━━ Fragmento de página

Los que se quedan es, también, un homenaje al cine de los 70, con Hal Ashby a la cabeza (y ahí está la canción de Cat Stevens para subrayarlo). Y sin embargo se convierte en un canto contra la nostalgia. El filme habla de cómo hay que entender el pasado, nuestra historia (no es casualidad que el personaje protagonista enseñe historia de la Antigua Roma y diga frases en latín), para poder avanzar. Ellos dejan atrás el pasado y avanzan. Se ayudan a mirar al futuro porque es la única forma.
Como siempre en su cine hay en el centro unas interpretaciones sobresalientes que sustentan todo. Payne es un director de puesta en escena transparente que se apoya en sus actores. Su descubrimiento de Dominic Tessa (increíble que sea su primer papel) es para ponerse de rodillas. Uno de esos actores con físico fuera de cánones cuyo carisma es indescriptible. La apuesta por Da’Vine Joy Randolph va camino de reportarle el Oscar a la Mejor actriz de reparto y Paul Giamatti debería ganar el de Mejor actor protagonista por ese personaje que se escuda en la rigidez y las normas pero que poco a poco va mostrando su bondad.

━━━━
━━ Datos disponibles

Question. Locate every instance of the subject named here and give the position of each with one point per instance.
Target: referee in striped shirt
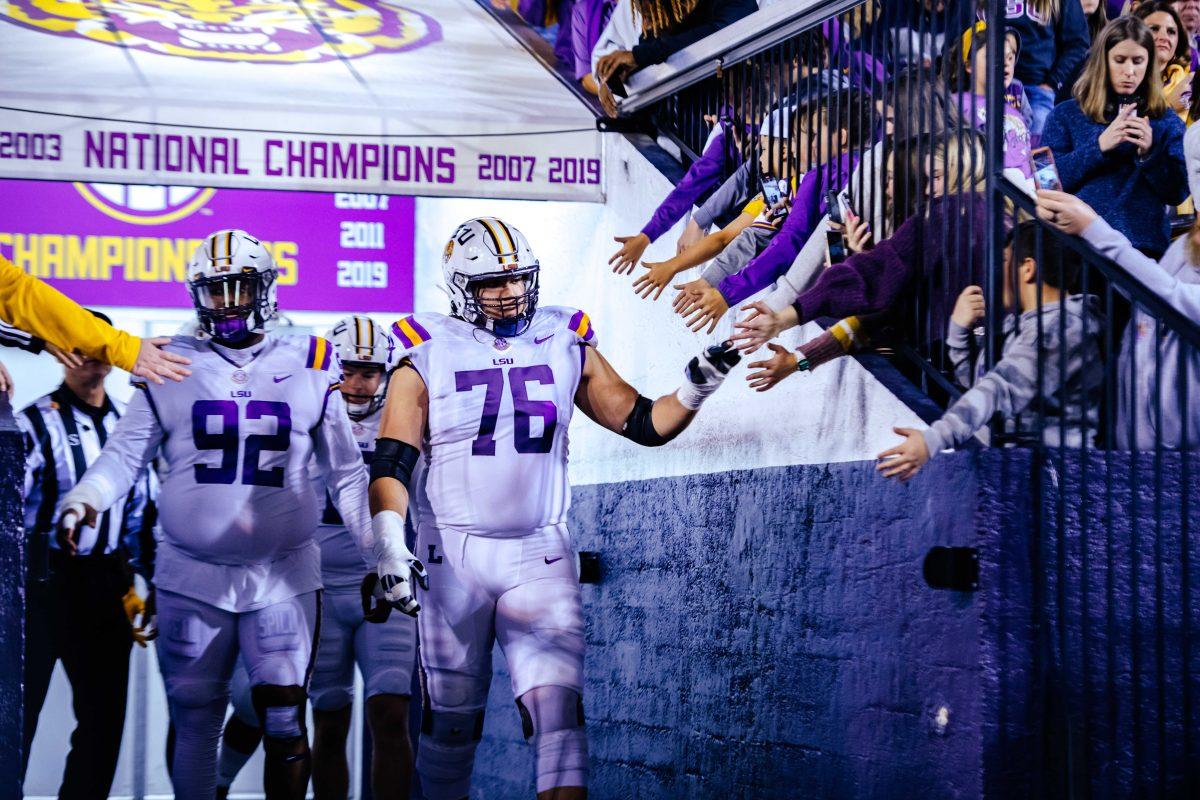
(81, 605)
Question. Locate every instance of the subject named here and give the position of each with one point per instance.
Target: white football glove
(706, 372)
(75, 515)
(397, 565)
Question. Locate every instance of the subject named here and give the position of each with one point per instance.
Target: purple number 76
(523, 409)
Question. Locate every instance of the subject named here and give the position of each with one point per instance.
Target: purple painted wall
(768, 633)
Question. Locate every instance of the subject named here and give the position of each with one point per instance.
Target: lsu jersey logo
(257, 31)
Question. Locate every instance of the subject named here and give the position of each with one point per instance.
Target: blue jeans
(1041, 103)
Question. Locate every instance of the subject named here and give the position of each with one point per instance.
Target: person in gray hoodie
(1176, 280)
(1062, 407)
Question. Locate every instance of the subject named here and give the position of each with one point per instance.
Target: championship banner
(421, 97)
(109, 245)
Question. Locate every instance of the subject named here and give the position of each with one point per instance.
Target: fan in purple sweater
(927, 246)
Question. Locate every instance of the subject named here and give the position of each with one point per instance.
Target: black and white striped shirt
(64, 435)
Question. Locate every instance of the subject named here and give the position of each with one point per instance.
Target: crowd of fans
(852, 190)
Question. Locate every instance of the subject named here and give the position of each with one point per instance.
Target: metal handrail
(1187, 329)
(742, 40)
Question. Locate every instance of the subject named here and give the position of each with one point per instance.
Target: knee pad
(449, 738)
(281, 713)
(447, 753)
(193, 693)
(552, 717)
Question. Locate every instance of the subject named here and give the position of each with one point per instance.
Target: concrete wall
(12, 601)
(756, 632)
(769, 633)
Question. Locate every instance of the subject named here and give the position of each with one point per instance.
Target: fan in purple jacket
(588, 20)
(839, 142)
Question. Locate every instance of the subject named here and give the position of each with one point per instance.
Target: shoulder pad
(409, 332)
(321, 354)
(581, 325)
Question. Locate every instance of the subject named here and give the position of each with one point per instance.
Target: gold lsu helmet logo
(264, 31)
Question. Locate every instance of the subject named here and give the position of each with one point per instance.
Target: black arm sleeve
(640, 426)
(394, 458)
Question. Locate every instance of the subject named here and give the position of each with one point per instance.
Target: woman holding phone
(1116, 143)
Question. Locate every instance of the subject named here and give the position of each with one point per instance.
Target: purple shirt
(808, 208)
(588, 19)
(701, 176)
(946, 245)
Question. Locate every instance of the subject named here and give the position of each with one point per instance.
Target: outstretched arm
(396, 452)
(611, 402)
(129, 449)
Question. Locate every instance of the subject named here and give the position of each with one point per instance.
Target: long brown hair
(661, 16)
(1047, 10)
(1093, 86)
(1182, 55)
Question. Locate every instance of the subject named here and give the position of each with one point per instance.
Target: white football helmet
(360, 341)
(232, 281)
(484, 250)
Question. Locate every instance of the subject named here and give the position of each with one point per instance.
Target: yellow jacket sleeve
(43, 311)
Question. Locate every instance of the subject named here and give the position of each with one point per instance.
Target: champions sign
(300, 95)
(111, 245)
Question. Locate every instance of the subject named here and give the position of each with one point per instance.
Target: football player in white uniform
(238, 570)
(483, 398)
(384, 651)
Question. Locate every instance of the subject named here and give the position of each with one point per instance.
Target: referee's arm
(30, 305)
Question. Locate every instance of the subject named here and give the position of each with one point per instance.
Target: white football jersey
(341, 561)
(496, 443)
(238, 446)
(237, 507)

━━━━
━━ Datos disponibles

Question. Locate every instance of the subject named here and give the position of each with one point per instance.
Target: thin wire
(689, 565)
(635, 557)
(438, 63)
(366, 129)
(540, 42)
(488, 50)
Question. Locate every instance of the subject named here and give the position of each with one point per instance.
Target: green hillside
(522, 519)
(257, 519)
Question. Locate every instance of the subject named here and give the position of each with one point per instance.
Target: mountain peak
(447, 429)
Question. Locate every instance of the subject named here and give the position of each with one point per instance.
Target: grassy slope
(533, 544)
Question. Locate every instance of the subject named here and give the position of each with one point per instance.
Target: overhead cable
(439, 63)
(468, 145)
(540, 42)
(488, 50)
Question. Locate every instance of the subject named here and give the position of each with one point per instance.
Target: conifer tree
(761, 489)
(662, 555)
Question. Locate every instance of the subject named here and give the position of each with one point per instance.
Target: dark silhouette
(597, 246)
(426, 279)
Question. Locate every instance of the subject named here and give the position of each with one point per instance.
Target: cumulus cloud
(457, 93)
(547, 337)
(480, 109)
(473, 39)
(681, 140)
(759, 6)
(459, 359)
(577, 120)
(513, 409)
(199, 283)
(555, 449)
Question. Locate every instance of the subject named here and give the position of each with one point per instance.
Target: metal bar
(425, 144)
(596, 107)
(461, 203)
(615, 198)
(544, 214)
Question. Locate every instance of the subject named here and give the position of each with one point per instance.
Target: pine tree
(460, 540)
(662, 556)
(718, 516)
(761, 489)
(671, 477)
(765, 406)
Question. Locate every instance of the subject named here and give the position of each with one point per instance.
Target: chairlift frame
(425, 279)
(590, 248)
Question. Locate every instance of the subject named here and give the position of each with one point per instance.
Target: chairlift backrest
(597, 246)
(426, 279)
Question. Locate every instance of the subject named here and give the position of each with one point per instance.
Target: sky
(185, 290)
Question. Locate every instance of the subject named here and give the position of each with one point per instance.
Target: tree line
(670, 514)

━━━━

• Ejercicios:
1 > Responde según el fragmento:
(a) ¿Qué enseña el personaje protagonista?
(b) ¿De quién es la canción que subraya el homenaje al cine de los 70?
(c) ¿A qué Oscar va camino Da’Vine Joy Randolph?
2 > ¿Cómo resumirías el fragmento en dos oraciones?
3 > Duplica el fragmento desde "Los que se quedan" hasta "la única forma.".

• Soluciones:
1 >
(a) Historia de la Antigua Roma.
(b) De Cat Stevens.
(c) Al Oscar a la Mejor actriz de reparto.

2 > Los que se quedan rinde homenaje al cine de los 70, pero se convierte en un canto contra la nostalgia: muestra que hay que entender el pasado para poder avanzar. Como siempre en el cine de Payne, la sustentan interpretaciones sobresalientes, como las de Dominic Tessa, Da’Vine Joy Randolph y Paul Giamatti.

3 >
Los que se quedan es, también, un homenaje al cine de los 70, con Hal Ashby a la cabeza (y ahí está la canción de Cat Stevens para subrayarlo). Y sin embargo se convierte en un canto contra la nostalgia. El filme habla de cómo hay que entender el pasado, nuestra historia (no es casualidad que el personaje protagonista enseñe historia de la Antigua Roma y diga frases en latín), para poder avanzar. Ellos dejan atrás el pasado y avanzan. Se ayudan a mirar al futuro porque es la única forma.